What is needed:
Please write out exactly the lines that begin at the line containing "Study the photo" and run to the end of the records.

Supplied entries:

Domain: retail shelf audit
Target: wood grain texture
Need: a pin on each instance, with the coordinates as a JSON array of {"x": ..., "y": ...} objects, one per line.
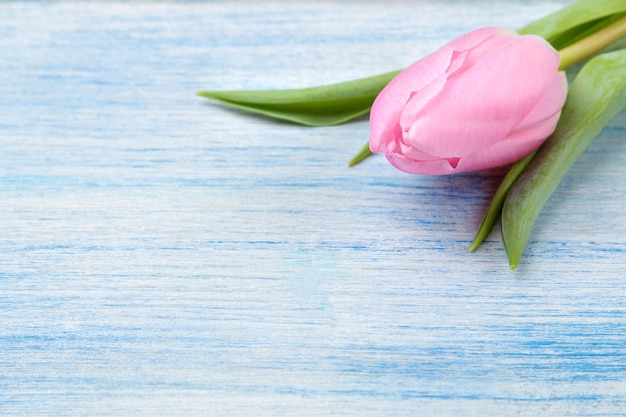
[{"x": 163, "y": 255}]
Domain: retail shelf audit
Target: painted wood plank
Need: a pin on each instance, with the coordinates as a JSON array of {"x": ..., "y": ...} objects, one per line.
[{"x": 162, "y": 255}]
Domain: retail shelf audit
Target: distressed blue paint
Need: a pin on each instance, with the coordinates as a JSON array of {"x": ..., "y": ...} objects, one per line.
[{"x": 162, "y": 255}]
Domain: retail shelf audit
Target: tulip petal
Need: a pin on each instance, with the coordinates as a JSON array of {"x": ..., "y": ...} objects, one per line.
[
  {"x": 491, "y": 98},
  {"x": 388, "y": 106}
]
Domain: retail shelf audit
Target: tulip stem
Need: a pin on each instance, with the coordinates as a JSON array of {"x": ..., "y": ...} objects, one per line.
[{"x": 593, "y": 43}]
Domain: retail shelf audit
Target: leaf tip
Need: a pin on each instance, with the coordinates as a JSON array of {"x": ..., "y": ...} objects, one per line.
[{"x": 361, "y": 155}]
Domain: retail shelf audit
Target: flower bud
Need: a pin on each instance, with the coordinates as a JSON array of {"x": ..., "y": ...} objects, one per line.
[{"x": 486, "y": 99}]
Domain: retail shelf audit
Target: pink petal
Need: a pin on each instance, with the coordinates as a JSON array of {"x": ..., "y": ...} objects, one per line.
[
  {"x": 479, "y": 108},
  {"x": 387, "y": 108}
]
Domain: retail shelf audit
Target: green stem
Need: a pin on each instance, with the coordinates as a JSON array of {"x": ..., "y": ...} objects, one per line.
[
  {"x": 493, "y": 212},
  {"x": 593, "y": 43},
  {"x": 363, "y": 153},
  {"x": 569, "y": 56}
]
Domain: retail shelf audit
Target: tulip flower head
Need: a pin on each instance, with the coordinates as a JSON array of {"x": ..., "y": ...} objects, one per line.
[{"x": 486, "y": 99}]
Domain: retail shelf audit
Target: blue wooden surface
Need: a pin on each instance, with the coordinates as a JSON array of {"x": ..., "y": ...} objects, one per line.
[{"x": 163, "y": 255}]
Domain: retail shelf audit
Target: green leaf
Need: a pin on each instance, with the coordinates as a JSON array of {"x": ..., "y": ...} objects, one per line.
[
  {"x": 495, "y": 207},
  {"x": 567, "y": 25},
  {"x": 315, "y": 106},
  {"x": 597, "y": 94}
]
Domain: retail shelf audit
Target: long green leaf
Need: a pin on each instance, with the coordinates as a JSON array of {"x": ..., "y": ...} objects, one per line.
[
  {"x": 315, "y": 106},
  {"x": 577, "y": 17},
  {"x": 596, "y": 96}
]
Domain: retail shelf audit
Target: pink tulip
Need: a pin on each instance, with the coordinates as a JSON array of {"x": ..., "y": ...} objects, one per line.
[{"x": 486, "y": 99}]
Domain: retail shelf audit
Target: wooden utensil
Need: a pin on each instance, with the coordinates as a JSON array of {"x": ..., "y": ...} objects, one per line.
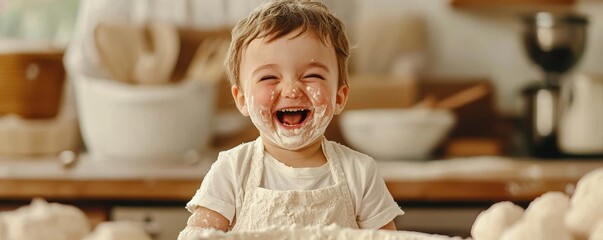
[
  {"x": 207, "y": 64},
  {"x": 161, "y": 46},
  {"x": 118, "y": 47}
]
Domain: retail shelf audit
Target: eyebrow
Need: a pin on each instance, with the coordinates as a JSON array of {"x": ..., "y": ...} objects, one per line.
[
  {"x": 271, "y": 65},
  {"x": 319, "y": 65},
  {"x": 260, "y": 68}
]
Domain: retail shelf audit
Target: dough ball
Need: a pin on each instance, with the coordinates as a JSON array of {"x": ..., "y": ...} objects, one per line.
[
  {"x": 49, "y": 221},
  {"x": 537, "y": 229},
  {"x": 549, "y": 205},
  {"x": 542, "y": 220},
  {"x": 597, "y": 232},
  {"x": 585, "y": 210},
  {"x": 491, "y": 223},
  {"x": 118, "y": 230}
]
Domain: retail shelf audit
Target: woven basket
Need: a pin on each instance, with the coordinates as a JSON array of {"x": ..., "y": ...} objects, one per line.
[{"x": 31, "y": 84}]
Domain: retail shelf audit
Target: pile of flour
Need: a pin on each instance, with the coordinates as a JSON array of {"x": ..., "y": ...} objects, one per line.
[
  {"x": 55, "y": 221},
  {"x": 552, "y": 216},
  {"x": 331, "y": 232}
]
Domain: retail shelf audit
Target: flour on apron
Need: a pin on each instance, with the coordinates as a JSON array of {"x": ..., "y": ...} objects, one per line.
[{"x": 264, "y": 208}]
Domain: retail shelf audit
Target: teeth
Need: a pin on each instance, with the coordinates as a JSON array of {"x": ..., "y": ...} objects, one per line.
[{"x": 292, "y": 110}]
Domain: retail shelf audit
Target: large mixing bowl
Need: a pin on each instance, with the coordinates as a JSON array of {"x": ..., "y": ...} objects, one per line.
[
  {"x": 127, "y": 122},
  {"x": 397, "y": 134}
]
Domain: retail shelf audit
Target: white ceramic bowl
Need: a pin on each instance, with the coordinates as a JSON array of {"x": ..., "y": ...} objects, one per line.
[
  {"x": 144, "y": 122},
  {"x": 396, "y": 134}
]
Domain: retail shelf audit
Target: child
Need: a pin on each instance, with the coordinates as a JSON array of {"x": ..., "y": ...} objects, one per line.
[{"x": 287, "y": 64}]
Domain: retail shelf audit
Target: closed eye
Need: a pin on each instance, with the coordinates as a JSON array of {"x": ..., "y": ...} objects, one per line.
[
  {"x": 268, "y": 77},
  {"x": 314, "y": 76}
]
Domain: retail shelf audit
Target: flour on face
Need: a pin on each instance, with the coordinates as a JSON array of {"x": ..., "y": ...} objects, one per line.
[{"x": 312, "y": 119}]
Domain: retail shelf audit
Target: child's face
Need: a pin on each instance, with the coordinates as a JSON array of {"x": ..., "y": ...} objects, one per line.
[{"x": 289, "y": 88}]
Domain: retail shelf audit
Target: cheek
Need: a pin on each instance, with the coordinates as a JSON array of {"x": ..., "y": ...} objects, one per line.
[
  {"x": 264, "y": 97},
  {"x": 319, "y": 94}
]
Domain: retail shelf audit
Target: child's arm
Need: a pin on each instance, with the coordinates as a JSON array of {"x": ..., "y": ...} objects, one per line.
[
  {"x": 390, "y": 226},
  {"x": 206, "y": 218}
]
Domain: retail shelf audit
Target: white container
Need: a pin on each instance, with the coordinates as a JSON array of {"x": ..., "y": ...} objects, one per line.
[
  {"x": 26, "y": 137},
  {"x": 396, "y": 134},
  {"x": 125, "y": 122},
  {"x": 581, "y": 121}
]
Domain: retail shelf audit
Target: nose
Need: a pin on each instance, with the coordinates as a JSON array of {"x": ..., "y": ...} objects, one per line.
[{"x": 292, "y": 90}]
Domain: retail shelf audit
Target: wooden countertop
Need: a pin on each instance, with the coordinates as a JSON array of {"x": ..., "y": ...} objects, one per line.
[{"x": 467, "y": 179}]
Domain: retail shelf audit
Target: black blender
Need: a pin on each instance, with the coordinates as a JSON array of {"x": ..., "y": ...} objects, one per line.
[{"x": 555, "y": 42}]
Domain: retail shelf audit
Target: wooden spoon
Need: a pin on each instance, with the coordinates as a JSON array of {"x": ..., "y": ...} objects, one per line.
[
  {"x": 118, "y": 47},
  {"x": 161, "y": 46}
]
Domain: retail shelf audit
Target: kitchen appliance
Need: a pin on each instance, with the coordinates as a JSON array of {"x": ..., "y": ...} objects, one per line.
[{"x": 555, "y": 42}]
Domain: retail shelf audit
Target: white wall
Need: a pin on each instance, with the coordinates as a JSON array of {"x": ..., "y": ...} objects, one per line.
[{"x": 476, "y": 42}]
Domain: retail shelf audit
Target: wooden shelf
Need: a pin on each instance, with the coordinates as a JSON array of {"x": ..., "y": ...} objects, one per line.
[{"x": 484, "y": 3}]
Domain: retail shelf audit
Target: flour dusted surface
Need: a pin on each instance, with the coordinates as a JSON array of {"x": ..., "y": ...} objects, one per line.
[{"x": 331, "y": 232}]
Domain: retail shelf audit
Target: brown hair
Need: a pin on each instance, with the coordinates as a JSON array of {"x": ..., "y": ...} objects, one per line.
[{"x": 281, "y": 17}]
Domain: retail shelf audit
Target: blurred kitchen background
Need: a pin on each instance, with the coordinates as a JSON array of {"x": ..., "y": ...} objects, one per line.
[{"x": 119, "y": 107}]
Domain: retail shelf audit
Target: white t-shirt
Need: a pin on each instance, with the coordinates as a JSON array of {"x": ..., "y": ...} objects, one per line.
[{"x": 222, "y": 189}]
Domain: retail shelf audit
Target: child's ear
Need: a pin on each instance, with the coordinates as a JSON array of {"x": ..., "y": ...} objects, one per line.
[
  {"x": 341, "y": 98},
  {"x": 239, "y": 97}
]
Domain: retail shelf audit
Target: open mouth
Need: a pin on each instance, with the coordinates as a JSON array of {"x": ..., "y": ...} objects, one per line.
[{"x": 292, "y": 117}]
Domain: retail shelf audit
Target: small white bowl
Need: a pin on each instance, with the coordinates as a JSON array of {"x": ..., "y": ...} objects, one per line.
[{"x": 396, "y": 134}]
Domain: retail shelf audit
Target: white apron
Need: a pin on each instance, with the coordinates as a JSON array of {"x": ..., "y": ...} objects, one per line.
[{"x": 262, "y": 208}]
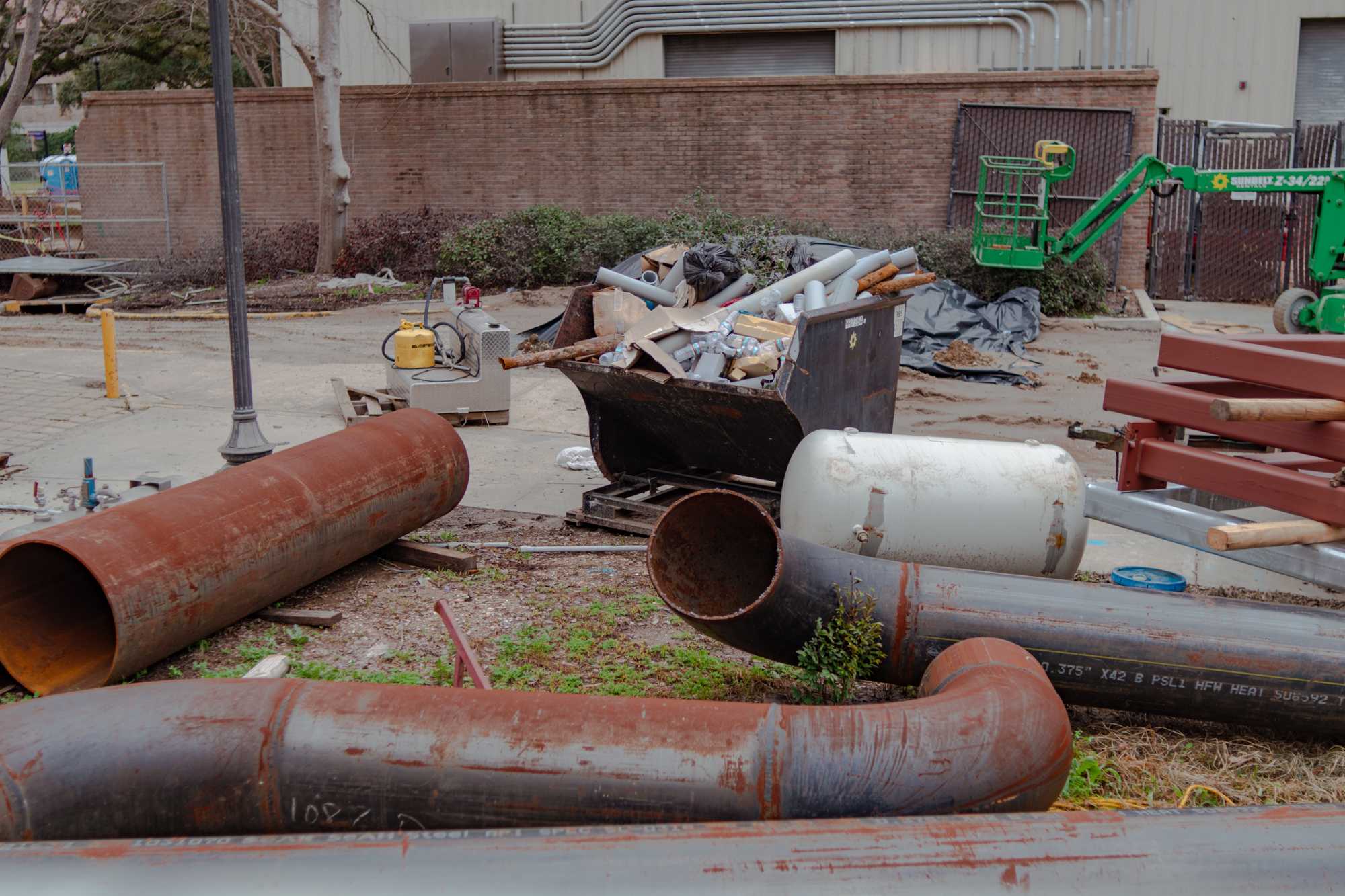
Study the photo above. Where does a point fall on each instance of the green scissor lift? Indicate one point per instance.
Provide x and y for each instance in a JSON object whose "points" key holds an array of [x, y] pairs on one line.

Final answer:
Study the photo above. Where does a point fall on each instance of the green scissor lift? Indicate one point per instance.
Provide x and y for each instance in a JSON object whose "points" key holds an array of [x, y] pairs on one line.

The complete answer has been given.